УСЛОВИЯ ЗАДАНИЙ
1. Как, согласно тексту о смерти и скорби в Германии военных лет, прозвали местных партийных представителей, приносивших вести о пропавших без вести и убитых?
2. Перепишите из текста о смерти и скорби в Германии военных лет фрагмент, начиная со слов «Однако когда дела» и заканчивая словами «предсказывали военные побоища.».

ПРЕДОСТАВЛЕННЫЙ ТЕКСТ
Этой реконструкции пространства соответствовали, разумеется, и массо­вые убийства и операции по этнической чистке в Польше, затем в Советском Союзе, Югославии и других странах, когда немецкие войска начинали «зачи­щать» вновь покоренную территорию, лишая жизни тех, кому не было места при новом порядке. Кровь павших на войне очищала и восстанавливала за­воеванные на востоке территории в качестве Heimat, или отечества, культурно и даже духовно определяемого пространства. Но такая реконфигурация пространства была невозможна без одновременного истребления «угроз» — прежде всего евреев.

Это был еще один способ, посредством которого радикальное исключение евреев из германского «социального тела» фокусировалось на смерти и обращении с мертвыми. Смерть и ее практики репрезентировали мир потенциального загрязнения; чистота обреталась в надлежащем исполнении этих прак­тик, как дома, так и на фронте. В 1942 г., когда дефицит материала поставил под угрозу поставку тканей для производства траурных одежд в Германии, режим был вынужден искать альтернативы. И даже это обстоятельство послу­жило распространению идей. Из своего берлинского кабинета Йозеф Геббельс постановил, что «использование траурных повязок [Florstreifen]» в знак скор­би «не рекомендуется <...> [поскольку] использование этого символа <...> свойственно евреям»[26]. Также и немецких солдат на фронте оберегала от осквернения приверженность определенным практикам смерти. Иногда не­мецкие солдаты заставляли евреев хоронить умерших — не только в наказа­ние, но также в знак позора и порчи, — тем самым проводя символическое раз­граничение между побежденными и победителем. И дома, и на фронте смерть превратилась в театр воспроизведения тщательно охраняемых расовых и культурных ценностей.

Однако когда дела Германии стали плохи, эйфория победы начала все чаще уступать ужасу растущих потерь и кошмару массовой, насильственной смерти. Режим призвал население к «гордой скорби» (stolzer Trauer) и сделал внушение тем, кто скорбел чересчур открыто или эмоционально. Тем време­нем местные представители партии, передающие вести с полей сражений о пропавших без вести и убитых, стали настолько привычной картиной в не­мецких городах и селах, что успели получить название Totenvogel (бук­вально — «птицы смерти»). Партийное руководство предписывало этим курьерам носить гражданскую одежду вместо униформы, чтобы их не опо­знавали сразу в качестве вестников смерти. Totenvogel были современной вер­сией древних зверей битвы, которые в средневековых сагах предсказывали военные побоища.

ПРЕДОСТАВЛЕННЫЕ ДАННЫЕ
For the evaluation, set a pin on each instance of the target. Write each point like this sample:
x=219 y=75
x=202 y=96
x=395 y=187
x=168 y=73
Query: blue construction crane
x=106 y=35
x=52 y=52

РЕШЕНИЯ ЗАДАНИЙ
1. Totenvogel, то есть «птицы смерти».

2.
Однако когда дела Германии стали плохи, эйфория победы начала все чаще уступать ужасу растущих потерь и кошмару массовой, насильственной смерти. Режим призвал население к «гордой скорби» (stolzer Trauer) и сделал внушение тем, кто скорбел чересчур открыто или эмоционально. Тем време­нем местные представители партии, передающие вести с полей сражений о пропавших без вести и убитых, стали настолько привычной картиной в не­мецких городах и селах, что успели получить название Totenvogel (бук­вально — «птицы смерти»). Партийное руководство предписывало этим курьерам носить гражданскую одежду вместо униформы, чтобы их не опо­знавали сразу в качестве вестников смерти. Totenvogel были современной вер­сией древних зверей битвы, которые в средневековых сагах предсказывали военные побоища.